RECORDS TO PROCESS
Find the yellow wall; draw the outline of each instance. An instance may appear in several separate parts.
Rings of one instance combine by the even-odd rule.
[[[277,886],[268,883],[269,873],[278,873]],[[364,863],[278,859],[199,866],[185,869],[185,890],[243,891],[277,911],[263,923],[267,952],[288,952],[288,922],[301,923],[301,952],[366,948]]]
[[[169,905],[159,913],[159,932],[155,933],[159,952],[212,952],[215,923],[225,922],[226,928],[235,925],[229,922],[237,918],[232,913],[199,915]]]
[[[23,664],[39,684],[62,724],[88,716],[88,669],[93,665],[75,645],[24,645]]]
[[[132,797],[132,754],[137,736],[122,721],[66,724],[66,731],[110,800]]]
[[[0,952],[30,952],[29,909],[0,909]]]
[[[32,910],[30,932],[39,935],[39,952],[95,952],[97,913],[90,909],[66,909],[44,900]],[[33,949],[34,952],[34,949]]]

---

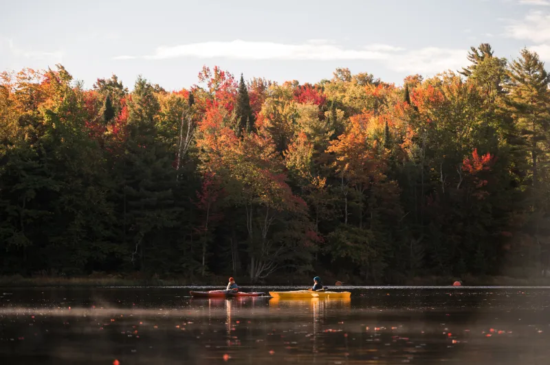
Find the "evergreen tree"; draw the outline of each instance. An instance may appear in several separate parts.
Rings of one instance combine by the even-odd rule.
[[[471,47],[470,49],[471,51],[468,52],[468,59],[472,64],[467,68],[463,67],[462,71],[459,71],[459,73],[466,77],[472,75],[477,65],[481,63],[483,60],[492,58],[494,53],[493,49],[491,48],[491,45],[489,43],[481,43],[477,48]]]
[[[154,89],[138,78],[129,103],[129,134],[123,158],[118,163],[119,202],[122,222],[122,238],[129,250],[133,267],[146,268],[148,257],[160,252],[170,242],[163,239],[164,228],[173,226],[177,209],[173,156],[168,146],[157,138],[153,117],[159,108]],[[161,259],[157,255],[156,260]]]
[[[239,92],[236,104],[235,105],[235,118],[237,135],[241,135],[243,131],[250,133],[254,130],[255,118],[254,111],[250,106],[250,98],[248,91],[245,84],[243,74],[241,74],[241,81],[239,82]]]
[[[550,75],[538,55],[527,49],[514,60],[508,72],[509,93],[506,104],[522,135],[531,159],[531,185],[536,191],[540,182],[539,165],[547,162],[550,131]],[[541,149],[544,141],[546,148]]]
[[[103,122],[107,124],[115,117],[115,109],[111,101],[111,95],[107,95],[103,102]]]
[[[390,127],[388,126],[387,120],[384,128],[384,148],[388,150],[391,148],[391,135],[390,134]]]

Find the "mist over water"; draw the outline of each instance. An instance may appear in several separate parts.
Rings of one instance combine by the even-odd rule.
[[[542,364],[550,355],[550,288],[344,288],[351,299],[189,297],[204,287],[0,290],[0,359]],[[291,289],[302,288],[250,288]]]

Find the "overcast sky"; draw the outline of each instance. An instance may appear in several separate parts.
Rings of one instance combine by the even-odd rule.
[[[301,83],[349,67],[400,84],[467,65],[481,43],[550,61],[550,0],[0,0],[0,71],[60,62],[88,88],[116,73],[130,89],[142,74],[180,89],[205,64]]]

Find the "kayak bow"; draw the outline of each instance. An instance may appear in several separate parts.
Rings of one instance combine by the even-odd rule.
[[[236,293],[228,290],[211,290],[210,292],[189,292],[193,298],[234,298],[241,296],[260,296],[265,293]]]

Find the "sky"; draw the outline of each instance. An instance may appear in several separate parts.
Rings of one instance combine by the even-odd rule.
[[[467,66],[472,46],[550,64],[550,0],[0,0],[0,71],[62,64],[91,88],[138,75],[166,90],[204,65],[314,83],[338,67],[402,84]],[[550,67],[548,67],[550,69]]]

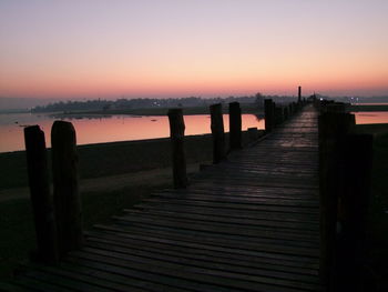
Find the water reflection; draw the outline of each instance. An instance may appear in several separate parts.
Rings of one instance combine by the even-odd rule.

DIRECTIONS
Pull out every line of the items above that contains the word "water", and copy each one in full. Case counts.

TASK RESPONSE
Find the "mist over water"; draw the outline of each instance. An instance may appear in several separate parts.
Find the water reflection; draw the outline of each instance. An instance may appear in several separate parts.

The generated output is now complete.